··· TEKS UNTUK DIANALISIS
Jumat, 2 April 2021. Dini hari. Pukul dua. Duren Sawit geger. Seorang pengendara mobil terlibat tabrakan dengan pengendara sepeda motor. Dengan lagak tengil laksana koboi kesubuhan, ia keluarkan senjata api. Pistol di tangan ia todongkan kepada warga dan pengguna jalan.
Penodongan pistol itu direkam warga, lalu disebar di media sosial. Dalam sekejap, video berdurasi semenit itu sudah dilahap warganet. Viral.
Aksi koboi itu bermula dari kecelakaan lalu lintas. Mobil sang koboi bertabrakan dengan sebuah sepeda motor. Perempatan Jalan Baladewa sontak riuh. Orang-orang berusaha menolong dua perempuan pengendara sepeda motor.
Pengemudi mobil Toyota Fortuner berkaus dan berkacamata hitam itu kontan ditahan oleh pengguna jalan. Alih-alih bertanggung jawab, ia mengeluarkan senjata api berjenis pistol. Bukan hanya itu. Ia berkata dengan suara bernada tinggi.
"Gua jalan, ya, bukan salah gua," kata sang pengendara mobil dengan pistol teracung.
Warga dan pengguna jalan tidak bisa berbuat apa-apa. Mereka terpaksa membiarkan pengemudi mobil itu berlalu. Bagaimanapun, pelor dalam pistol dapat menyebabkan kematian. Sang koboi berlalu seolah-olah tidak terjadi apa-apa.
Polisi gercep. Tidak butuh waktu lama, koboi jalanan terciduk. Pelaku penodongan ditangkap oleh polisi di sebuah mal di bilangan Jakarta Selatan. Aksi teror berupa pengacungan pistol kepada warga tentu bukan sesuatu yang bisa dibiarkan begitu saja. Pembiaran dapat memantik tuman.
"Pelaku masih kami periksa. Kami berharap, (kejadian seperti) ini tidak patut ditiru," ujar Yusri, Kabid Humas Polda Metro Jawa, dalam tayangan langsung di akun Istagram @humaspmj.
Permitaan Kabid Humas Polda Metro Jaya jelas bisa dimengerti. Kepemilikan senjata api bukan sesuatu yang mudah. Prosesnya berliku, persyaratannya berat, dan penggunaannya bersyarat. Jadi, tidak sembarang orang bisa memiliki senjata api.
······
··· CUPLIKAN DATA
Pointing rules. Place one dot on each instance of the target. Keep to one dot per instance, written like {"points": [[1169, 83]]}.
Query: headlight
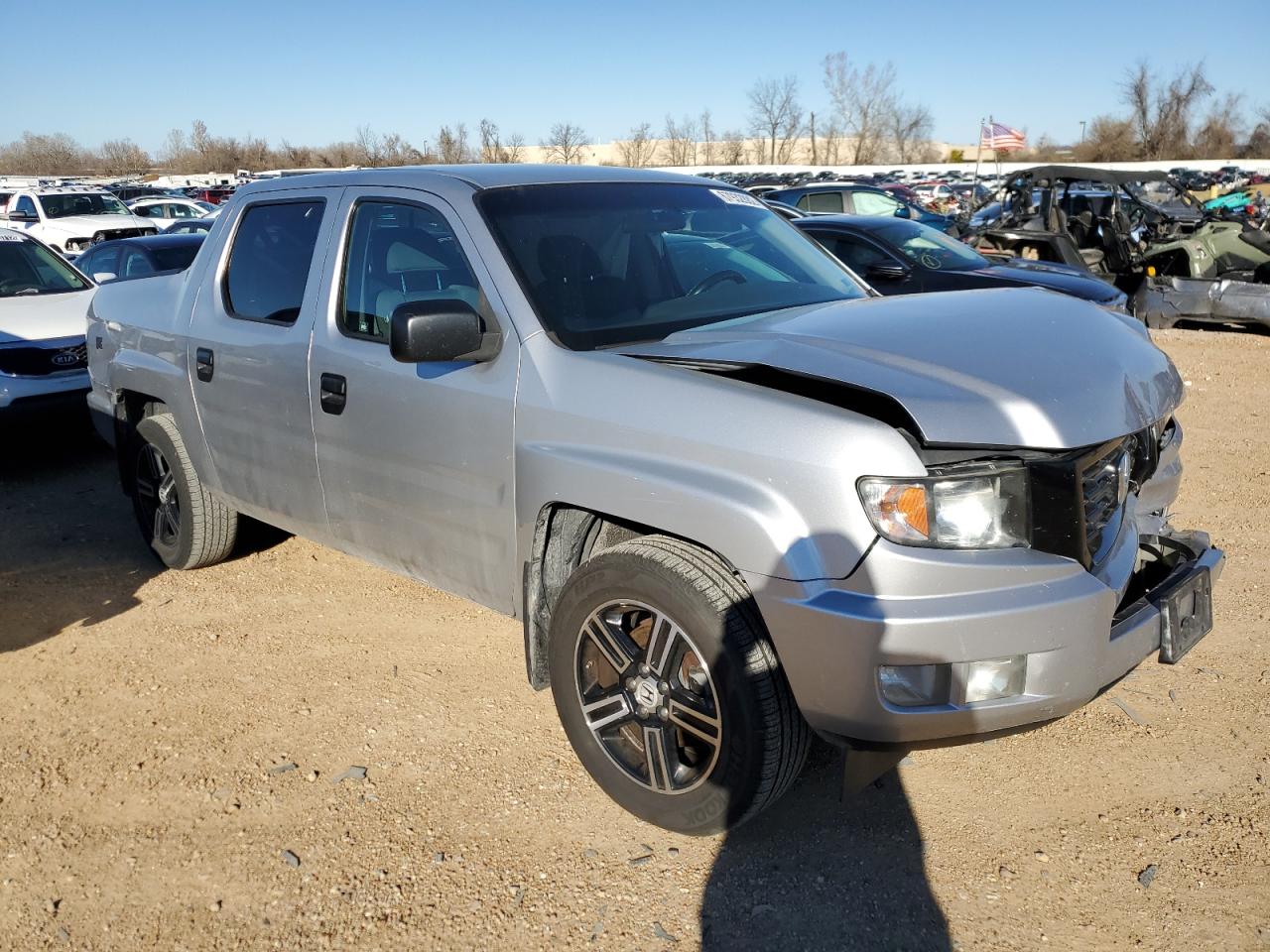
{"points": [[982, 509]]}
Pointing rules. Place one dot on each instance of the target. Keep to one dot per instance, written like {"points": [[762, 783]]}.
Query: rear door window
{"points": [[825, 202], [399, 252], [270, 261]]}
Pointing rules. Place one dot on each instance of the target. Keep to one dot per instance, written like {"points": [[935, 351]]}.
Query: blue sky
{"points": [[313, 72]]}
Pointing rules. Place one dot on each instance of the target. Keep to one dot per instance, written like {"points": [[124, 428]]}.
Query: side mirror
{"points": [[440, 330], [887, 271]]}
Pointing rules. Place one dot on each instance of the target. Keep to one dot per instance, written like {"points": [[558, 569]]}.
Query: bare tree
{"points": [[1161, 114], [1222, 131], [910, 127], [776, 116], [122, 157], [707, 139], [639, 146], [864, 102], [452, 146], [1109, 140], [680, 141], [35, 154], [567, 144], [368, 148], [1257, 144], [731, 148]]}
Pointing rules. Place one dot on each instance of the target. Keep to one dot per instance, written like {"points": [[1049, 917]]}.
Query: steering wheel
{"points": [[715, 280]]}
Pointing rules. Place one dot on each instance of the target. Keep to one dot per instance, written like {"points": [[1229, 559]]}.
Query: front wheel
{"points": [[182, 522], [668, 687]]}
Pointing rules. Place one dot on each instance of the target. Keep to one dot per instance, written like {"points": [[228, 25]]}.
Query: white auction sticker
{"points": [[737, 197]]}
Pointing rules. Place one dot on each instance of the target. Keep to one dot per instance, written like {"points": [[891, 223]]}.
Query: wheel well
{"points": [[132, 408], [564, 537]]}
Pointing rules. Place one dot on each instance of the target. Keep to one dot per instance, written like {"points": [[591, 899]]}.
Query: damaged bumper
{"points": [[980, 643], [1161, 302]]}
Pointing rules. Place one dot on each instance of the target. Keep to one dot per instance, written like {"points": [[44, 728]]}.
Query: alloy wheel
{"points": [[648, 697]]}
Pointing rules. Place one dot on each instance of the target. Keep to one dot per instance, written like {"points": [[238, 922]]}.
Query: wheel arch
{"points": [[566, 536]]}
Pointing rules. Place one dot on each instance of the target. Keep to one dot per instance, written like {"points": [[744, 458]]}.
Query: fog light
{"points": [[915, 684], [994, 678]]}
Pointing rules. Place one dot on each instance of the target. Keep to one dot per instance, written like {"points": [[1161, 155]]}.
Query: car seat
{"points": [[574, 287]]}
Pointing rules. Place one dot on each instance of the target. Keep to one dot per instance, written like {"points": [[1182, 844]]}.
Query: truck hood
{"points": [[31, 317], [85, 225], [1024, 368]]}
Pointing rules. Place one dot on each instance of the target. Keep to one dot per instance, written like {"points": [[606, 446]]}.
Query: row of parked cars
{"points": [[734, 493]]}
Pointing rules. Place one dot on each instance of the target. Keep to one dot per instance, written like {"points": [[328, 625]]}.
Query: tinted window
{"points": [[137, 264], [28, 268], [857, 254], [104, 261], [874, 203], [270, 261], [824, 202], [399, 253], [610, 263], [930, 248]]}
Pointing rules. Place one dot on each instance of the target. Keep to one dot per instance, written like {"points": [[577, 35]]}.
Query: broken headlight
{"points": [[971, 509]]}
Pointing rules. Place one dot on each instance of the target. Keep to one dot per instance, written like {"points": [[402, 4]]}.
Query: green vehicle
{"points": [[1175, 259]]}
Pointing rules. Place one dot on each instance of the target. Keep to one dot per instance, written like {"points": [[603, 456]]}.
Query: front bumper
{"points": [[1161, 302], [948, 608], [22, 394]]}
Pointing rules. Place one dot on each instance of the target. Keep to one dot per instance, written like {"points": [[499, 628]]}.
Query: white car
{"points": [[164, 212], [44, 315], [71, 218]]}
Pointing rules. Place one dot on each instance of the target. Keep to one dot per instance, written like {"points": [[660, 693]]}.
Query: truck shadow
{"points": [[817, 871], [817, 874], [70, 552]]}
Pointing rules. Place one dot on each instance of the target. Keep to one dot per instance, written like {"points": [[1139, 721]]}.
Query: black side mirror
{"points": [[888, 271], [440, 330]]}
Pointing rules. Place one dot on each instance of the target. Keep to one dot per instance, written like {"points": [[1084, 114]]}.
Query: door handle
{"points": [[333, 394], [204, 363]]}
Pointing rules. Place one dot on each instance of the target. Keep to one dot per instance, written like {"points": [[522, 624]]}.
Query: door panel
{"points": [[416, 460], [254, 407]]}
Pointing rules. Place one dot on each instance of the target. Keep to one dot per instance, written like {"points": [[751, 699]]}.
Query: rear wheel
{"points": [[183, 524], [668, 687]]}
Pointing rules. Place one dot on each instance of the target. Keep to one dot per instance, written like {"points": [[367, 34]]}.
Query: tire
{"points": [[199, 530], [734, 739]]}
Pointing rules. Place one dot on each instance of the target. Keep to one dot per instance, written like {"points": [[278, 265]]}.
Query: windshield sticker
{"points": [[737, 197]]}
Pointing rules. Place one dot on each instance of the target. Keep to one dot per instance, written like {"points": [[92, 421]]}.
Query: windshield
{"points": [[930, 248], [30, 268], [617, 263], [81, 203]]}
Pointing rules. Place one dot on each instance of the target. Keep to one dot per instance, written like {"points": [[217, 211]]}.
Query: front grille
{"points": [[42, 361], [112, 234], [1101, 497]]}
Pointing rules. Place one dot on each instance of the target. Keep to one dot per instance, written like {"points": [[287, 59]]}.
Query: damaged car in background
{"points": [[734, 497], [1175, 259]]}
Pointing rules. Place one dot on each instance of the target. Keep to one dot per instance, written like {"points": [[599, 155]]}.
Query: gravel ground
{"points": [[298, 751]]}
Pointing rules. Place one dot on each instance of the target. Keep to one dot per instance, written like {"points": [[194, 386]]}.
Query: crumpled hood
{"points": [[1021, 368], [85, 225], [33, 317]]}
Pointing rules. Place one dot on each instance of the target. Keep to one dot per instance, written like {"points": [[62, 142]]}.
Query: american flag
{"points": [[1001, 139]]}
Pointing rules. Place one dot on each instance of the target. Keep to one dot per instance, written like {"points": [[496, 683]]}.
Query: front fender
{"points": [[765, 479]]}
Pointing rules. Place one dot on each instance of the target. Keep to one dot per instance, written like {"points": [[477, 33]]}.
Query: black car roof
{"points": [[1080, 173], [182, 240]]}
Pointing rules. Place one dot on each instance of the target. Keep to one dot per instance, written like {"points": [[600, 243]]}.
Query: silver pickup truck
{"points": [[734, 497]]}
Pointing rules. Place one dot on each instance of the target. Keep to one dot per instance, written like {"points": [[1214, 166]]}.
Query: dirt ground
{"points": [[150, 720]]}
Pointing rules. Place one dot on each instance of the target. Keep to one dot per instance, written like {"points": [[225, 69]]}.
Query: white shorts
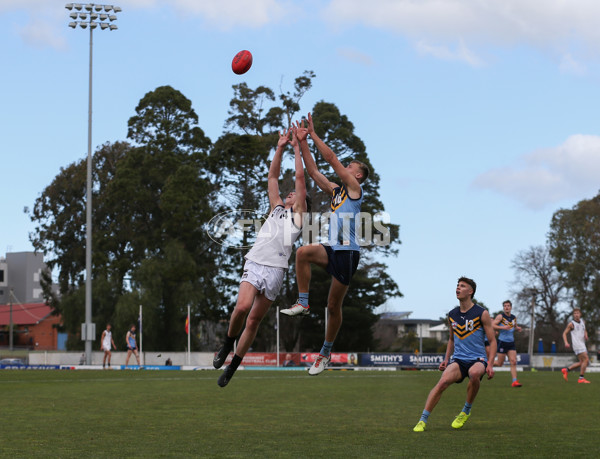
{"points": [[267, 279], [579, 350]]}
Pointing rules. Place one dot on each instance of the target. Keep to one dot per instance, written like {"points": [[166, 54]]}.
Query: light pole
{"points": [[92, 16]]}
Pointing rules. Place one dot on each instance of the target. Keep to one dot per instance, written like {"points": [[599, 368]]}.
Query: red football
{"points": [[241, 62]]}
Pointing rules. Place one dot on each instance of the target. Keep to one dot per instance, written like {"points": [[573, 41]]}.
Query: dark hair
{"points": [[363, 168], [308, 203], [471, 282]]}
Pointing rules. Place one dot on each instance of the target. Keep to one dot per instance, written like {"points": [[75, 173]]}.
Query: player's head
{"points": [[359, 169], [466, 282], [290, 200]]}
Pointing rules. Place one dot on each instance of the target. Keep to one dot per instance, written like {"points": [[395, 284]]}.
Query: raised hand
{"points": [[300, 131], [284, 138]]}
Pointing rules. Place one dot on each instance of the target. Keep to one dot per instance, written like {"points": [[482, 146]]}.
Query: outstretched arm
{"points": [[351, 182], [300, 204], [275, 169], [496, 323], [486, 320], [311, 166]]}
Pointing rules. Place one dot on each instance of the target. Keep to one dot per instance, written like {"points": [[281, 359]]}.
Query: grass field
{"points": [[289, 414]]}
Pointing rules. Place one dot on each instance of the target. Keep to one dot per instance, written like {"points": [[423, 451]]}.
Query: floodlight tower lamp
{"points": [[90, 17]]}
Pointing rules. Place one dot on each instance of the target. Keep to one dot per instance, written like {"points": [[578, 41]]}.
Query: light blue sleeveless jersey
{"points": [[343, 221]]}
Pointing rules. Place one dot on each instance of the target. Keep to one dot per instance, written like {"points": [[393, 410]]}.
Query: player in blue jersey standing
{"points": [[506, 324], [467, 356], [340, 255]]}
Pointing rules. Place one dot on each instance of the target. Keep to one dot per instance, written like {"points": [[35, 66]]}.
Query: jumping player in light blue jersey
{"points": [[506, 324], [467, 355], [340, 255]]}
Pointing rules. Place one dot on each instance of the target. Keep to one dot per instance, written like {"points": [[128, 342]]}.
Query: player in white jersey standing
{"points": [[578, 339], [107, 342], [267, 261]]}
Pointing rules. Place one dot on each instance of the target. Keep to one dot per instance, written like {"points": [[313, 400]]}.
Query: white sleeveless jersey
{"points": [[275, 239], [578, 335]]}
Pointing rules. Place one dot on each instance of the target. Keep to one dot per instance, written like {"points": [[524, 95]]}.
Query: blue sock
{"points": [[467, 408], [303, 299], [326, 349]]}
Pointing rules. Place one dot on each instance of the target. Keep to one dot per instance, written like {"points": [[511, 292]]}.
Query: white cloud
{"points": [[461, 53], [41, 34], [569, 65], [560, 27], [227, 14], [355, 56], [546, 176]]}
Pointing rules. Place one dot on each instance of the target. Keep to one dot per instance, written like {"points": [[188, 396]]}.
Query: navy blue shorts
{"points": [[464, 366], [505, 346], [342, 263]]}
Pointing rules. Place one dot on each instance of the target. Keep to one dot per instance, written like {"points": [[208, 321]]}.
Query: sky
{"points": [[481, 117]]}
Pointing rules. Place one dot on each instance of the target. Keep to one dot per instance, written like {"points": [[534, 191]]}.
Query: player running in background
{"points": [[341, 253], [578, 338], [506, 324], [131, 345], [106, 343], [266, 262], [467, 353]]}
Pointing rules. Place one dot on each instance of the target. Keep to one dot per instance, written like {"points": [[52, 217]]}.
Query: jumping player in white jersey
{"points": [[106, 343], [578, 338], [267, 261], [340, 255]]}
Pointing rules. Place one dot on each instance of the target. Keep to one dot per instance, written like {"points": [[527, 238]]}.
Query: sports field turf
{"points": [[289, 414]]}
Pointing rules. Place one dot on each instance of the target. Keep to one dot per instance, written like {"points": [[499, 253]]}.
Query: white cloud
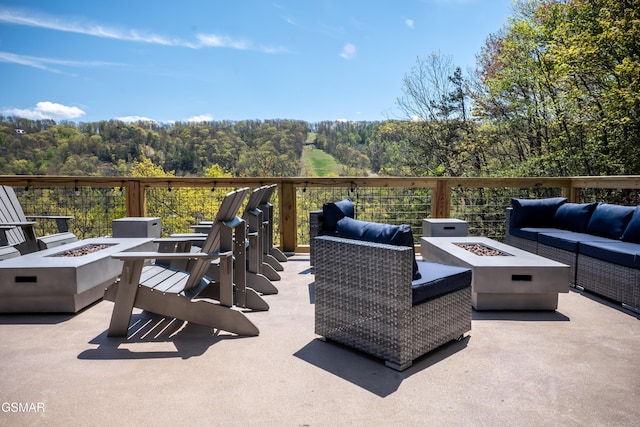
······
YANG DITANYAKAN>
Salinlah tanpa perubahan bagian teks tentang penodongan pistol di Duren Sawit, mulai dari "Aksi koboi itu" sampai dengan "dengan pistol teracung.".

JAWABAN TERTULIS>
Aksi koboi itu bermula dari kecelakaan lalu lintas. Mobil sang koboi bertabrakan dengan sebuah sepeda motor. Perempatan Jalan Baladewa sontak riuh. Orang-orang berusaha menolong dua perempuan pengendara sepeda motor.
Pengemudi mobil Toyota Fortuner berkaus dan berkacamata hitam itu kontan ditahan oleh pengguna jalan. Alih-alih bertanggung jawab, ia mengeluarkan senjata api berjenis pistol. Bukan hanya itu. Ia berkata dengan suara bernada tinggi.
"Gua jalan, ya, bukan salah gua," kata sang pengendara mobil dengan pistol teracung.